> _OBJECTIVE_:
Write out the lines of the records below, from the line containing "in denim jeans" down through the end of the records. Leave any pictures out of your answer.

EXTRACTED INFORMATION start

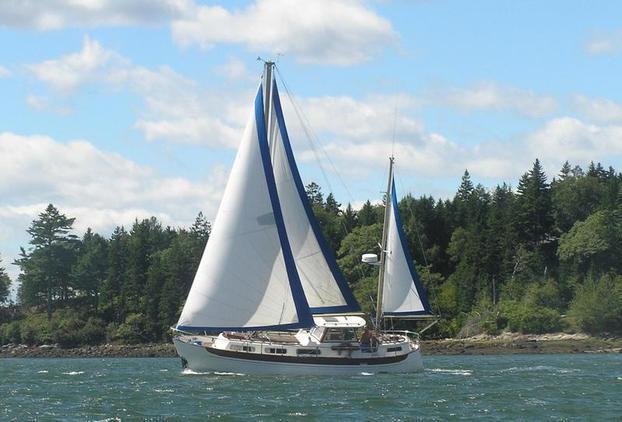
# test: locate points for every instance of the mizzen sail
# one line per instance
(403, 293)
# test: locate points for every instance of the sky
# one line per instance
(114, 110)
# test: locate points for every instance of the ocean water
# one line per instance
(524, 387)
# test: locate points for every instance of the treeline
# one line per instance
(544, 257)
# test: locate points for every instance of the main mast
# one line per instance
(267, 89)
(383, 246)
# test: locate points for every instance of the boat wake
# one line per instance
(462, 372)
(540, 368)
(192, 372)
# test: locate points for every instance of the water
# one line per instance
(525, 387)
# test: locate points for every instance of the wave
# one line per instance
(463, 372)
(73, 373)
(540, 368)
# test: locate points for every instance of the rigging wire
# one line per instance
(413, 218)
(314, 143)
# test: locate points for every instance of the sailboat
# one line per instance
(268, 296)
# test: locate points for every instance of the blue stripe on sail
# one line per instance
(413, 272)
(406, 313)
(305, 319)
(329, 309)
(351, 303)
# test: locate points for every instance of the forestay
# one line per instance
(324, 286)
(403, 293)
(247, 278)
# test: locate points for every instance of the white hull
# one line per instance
(200, 358)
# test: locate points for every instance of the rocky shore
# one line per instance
(507, 343)
(514, 343)
(98, 351)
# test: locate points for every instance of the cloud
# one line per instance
(101, 189)
(320, 31)
(176, 108)
(58, 14)
(4, 72)
(566, 138)
(73, 70)
(491, 96)
(601, 110)
(606, 43)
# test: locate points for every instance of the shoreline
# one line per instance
(507, 343)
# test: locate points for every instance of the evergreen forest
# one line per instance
(543, 257)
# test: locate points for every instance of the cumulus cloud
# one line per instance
(177, 109)
(58, 14)
(73, 70)
(99, 188)
(492, 96)
(570, 139)
(321, 31)
(601, 110)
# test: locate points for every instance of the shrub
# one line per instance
(133, 330)
(526, 318)
(597, 306)
(10, 333)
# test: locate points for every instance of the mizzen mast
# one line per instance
(383, 246)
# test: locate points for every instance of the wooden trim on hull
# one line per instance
(306, 360)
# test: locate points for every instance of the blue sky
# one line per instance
(116, 110)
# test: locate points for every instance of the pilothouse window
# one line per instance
(340, 334)
(276, 350)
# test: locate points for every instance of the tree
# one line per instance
(46, 266)
(597, 306)
(593, 244)
(90, 270)
(5, 284)
(201, 228)
(112, 303)
(314, 193)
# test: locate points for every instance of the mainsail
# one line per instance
(247, 278)
(266, 264)
(403, 293)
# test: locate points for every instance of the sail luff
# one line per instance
(247, 279)
(348, 303)
(300, 300)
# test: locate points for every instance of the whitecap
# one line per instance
(538, 368)
(73, 373)
(463, 372)
(228, 373)
(191, 372)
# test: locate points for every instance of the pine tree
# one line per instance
(5, 284)
(314, 193)
(90, 270)
(47, 265)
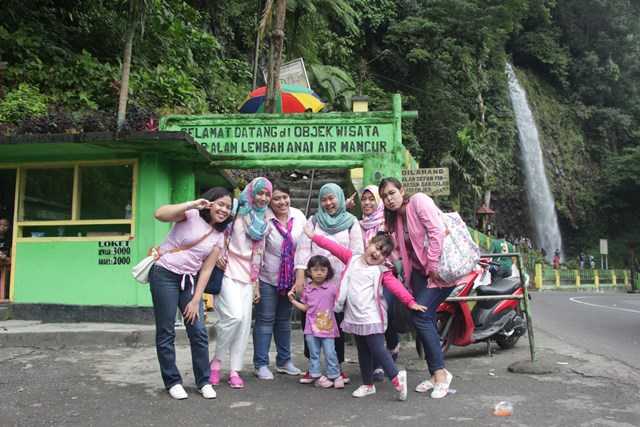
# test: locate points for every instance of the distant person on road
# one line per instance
(416, 220)
(501, 246)
(556, 260)
(193, 245)
(333, 221)
(240, 287)
(5, 239)
(277, 275)
(360, 298)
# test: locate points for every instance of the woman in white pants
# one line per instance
(240, 283)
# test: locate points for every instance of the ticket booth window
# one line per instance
(81, 200)
(105, 192)
(47, 194)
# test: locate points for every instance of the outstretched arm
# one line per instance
(399, 291)
(176, 213)
(342, 253)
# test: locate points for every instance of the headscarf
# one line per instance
(253, 215)
(341, 220)
(371, 224)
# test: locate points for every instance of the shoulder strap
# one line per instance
(191, 245)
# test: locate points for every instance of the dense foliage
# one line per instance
(579, 60)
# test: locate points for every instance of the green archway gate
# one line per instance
(372, 140)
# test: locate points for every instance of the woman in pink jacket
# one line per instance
(419, 231)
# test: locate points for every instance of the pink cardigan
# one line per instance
(387, 279)
(426, 232)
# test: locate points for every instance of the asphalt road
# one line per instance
(605, 324)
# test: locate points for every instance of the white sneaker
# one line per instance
(364, 390)
(440, 390)
(177, 392)
(402, 385)
(208, 392)
(424, 386)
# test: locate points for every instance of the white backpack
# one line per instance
(460, 254)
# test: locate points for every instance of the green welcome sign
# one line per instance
(320, 140)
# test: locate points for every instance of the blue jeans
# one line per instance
(391, 336)
(370, 348)
(425, 323)
(273, 314)
(327, 345)
(167, 298)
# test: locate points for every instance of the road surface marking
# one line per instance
(577, 300)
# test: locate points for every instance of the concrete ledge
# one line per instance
(24, 333)
(82, 313)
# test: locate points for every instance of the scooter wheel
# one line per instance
(505, 342)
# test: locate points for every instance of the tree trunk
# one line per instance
(275, 57)
(124, 81)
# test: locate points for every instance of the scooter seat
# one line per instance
(505, 286)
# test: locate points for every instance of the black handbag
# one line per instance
(214, 286)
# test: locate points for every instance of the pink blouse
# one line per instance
(184, 233)
(426, 233)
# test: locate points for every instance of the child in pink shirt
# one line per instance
(360, 297)
(321, 327)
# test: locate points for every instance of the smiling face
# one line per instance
(220, 209)
(329, 203)
(262, 198)
(318, 274)
(280, 203)
(392, 197)
(368, 202)
(373, 254)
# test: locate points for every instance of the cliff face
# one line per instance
(572, 173)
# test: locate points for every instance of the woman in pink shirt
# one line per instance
(273, 312)
(419, 230)
(240, 287)
(193, 245)
(334, 222)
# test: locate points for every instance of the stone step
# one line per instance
(5, 312)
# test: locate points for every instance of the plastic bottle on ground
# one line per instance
(503, 409)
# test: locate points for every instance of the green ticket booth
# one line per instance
(81, 208)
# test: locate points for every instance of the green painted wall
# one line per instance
(326, 140)
(69, 272)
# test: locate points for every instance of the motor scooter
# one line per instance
(501, 321)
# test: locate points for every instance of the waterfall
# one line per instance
(541, 204)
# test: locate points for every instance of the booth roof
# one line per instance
(178, 146)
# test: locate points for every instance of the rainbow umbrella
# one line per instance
(292, 99)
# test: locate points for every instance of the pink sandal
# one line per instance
(214, 376)
(235, 381)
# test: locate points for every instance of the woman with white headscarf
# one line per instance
(334, 222)
(240, 283)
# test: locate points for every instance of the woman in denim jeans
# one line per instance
(419, 231)
(193, 245)
(273, 312)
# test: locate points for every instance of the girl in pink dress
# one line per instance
(360, 298)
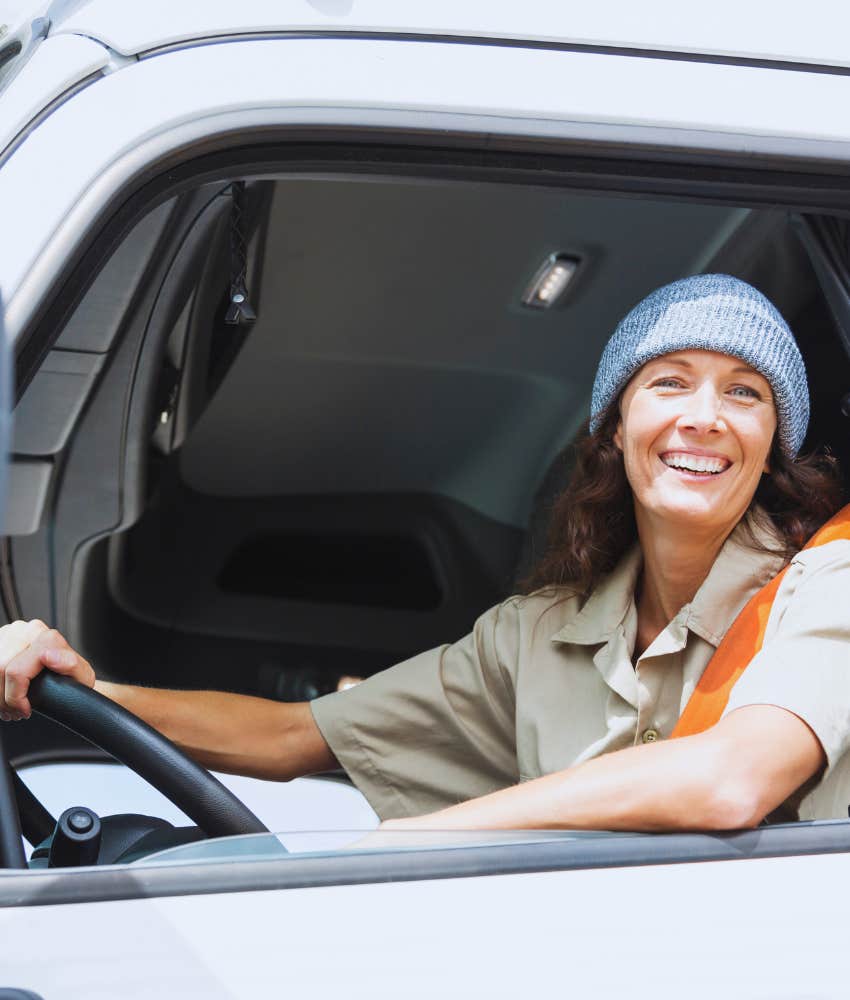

EXTRACTED INFORMATION end

> _CORRECT RESPONSE_:
# test: locate points for every instance of the woman in denim jeans
# one line per instance
(419, 231)
(193, 245)
(273, 312)
# test: locate points for every instance of the girl in pink dress
# one line per instance
(360, 298)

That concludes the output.